The CADTM welcomes the outcome of the Greek election and the first decisions made by the new Greek government. Relying as it does on popular support, the coalition government led by SYRIZA and sworn in on 27 January 2015 has already decided on a number of essential measures to improve living standards for the significant portion of the Greek population that has been most badly hit by the policies imposed by the Troika and by the former Greek government. Minister Giorgos Katrougalos announced that 3,500 civil servants would get their jobs back, including the 595 cleaning women at the finance ministry who have been protesting since they were laid off in 2013. Minister Panagiotis Lafazanis announced that the legal minimal wage, that had been drastically reduced, would soon rise from €580 to €751.

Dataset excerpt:
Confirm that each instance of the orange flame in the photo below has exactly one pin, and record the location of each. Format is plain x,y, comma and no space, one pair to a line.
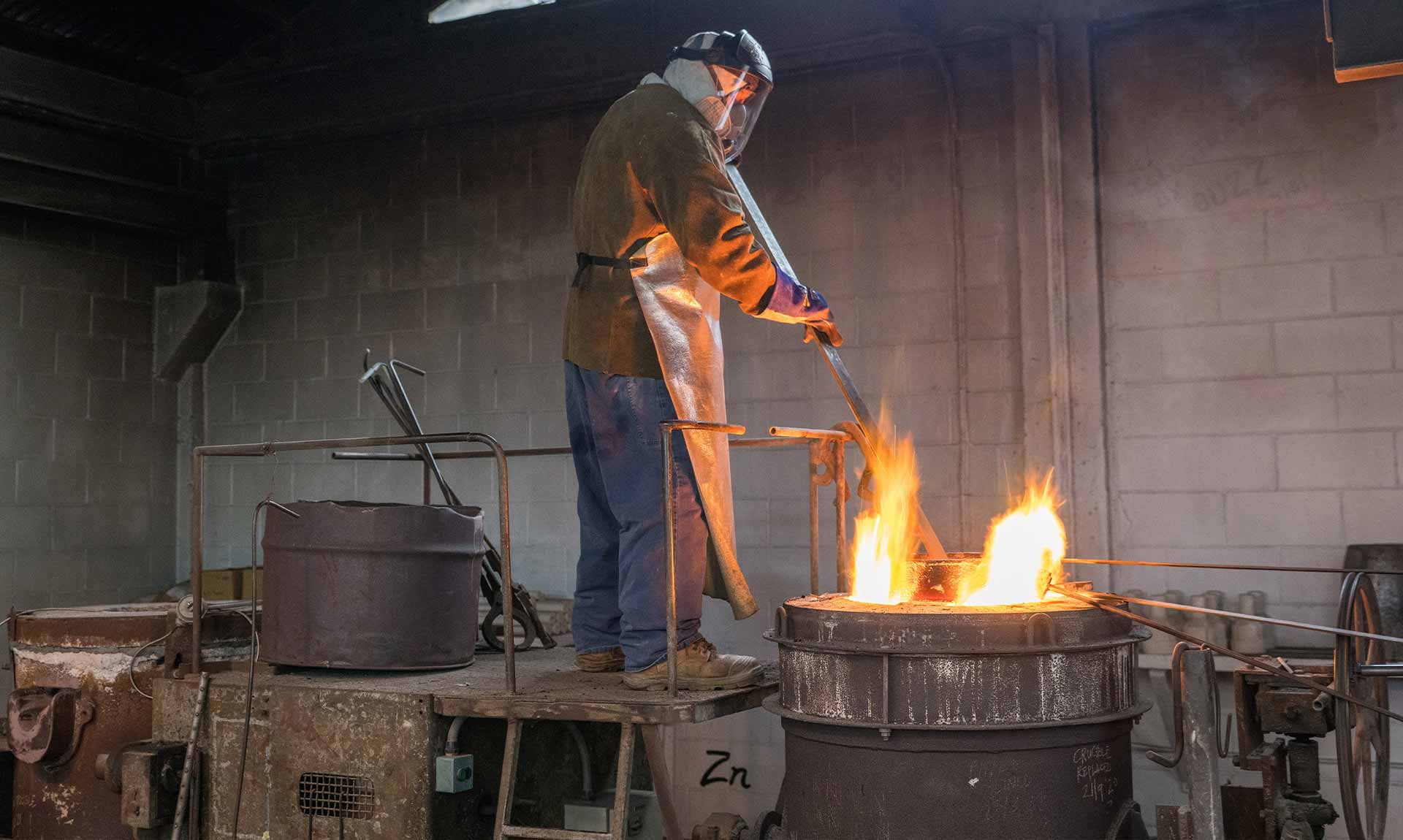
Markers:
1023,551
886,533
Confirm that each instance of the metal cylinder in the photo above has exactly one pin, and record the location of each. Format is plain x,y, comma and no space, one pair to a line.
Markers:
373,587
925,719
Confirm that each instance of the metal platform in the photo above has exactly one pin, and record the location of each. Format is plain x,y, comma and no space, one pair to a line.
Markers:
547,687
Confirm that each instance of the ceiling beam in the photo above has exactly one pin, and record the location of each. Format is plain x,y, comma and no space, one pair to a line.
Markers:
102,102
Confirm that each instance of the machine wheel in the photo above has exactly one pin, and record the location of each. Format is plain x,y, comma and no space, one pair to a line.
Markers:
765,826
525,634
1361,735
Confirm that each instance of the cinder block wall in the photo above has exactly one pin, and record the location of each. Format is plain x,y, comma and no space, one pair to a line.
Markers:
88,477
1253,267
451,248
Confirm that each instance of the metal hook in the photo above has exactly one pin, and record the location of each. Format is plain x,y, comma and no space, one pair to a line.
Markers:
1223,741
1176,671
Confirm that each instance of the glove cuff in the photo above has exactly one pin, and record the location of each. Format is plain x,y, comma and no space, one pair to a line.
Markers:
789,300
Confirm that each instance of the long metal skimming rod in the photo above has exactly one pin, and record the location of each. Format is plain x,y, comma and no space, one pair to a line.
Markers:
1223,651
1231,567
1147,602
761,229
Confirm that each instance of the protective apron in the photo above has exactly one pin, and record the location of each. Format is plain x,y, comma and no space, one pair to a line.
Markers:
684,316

**Exercise details**
Carry on with the statement about the new Greek government's first measures, picking up after its final sentence.

**Result**
The same minister also announced a stop to the privatisation of the Greek electricity company DEI and that there would be free electricity for some 300,000 poor households. Minister Nadia Valavani announced the dissolution of TAIPED, the body in charge of privatising state property. Minister Theodore Dritsas decided to stop the privatisation of the ports of Piraeus and Thessaloniki. The port of Piraeus, which is an essential asset in a country that depends on the sea, had been promised to a Chinese company.
Another decision that had been eagerly anticipated by left-wing people and among the immigrant population is to grant Greek nationality to all children of foreigners who were born or raised in Greece.
Other positive decisions should be announced and implemented presently according to the programme SYRIZA presented at Thessaloniki in September 2014 (see http://www.transform-network.net/blog/blog-2014/news/detail/Blog/-5ed1064aab.html).
The CADTM is particularly pleased that the Greek government is refusing any negotiation with the Troika, which it rightly dismisses as illegitimate. It has consistently turned down all new loans the Troika is trying to force upon it which would result in yet another round of austerity and privatisation measures. The CADTM supports the Greek government’s demand to organise a European conference so as to radically reduce the burden of debt.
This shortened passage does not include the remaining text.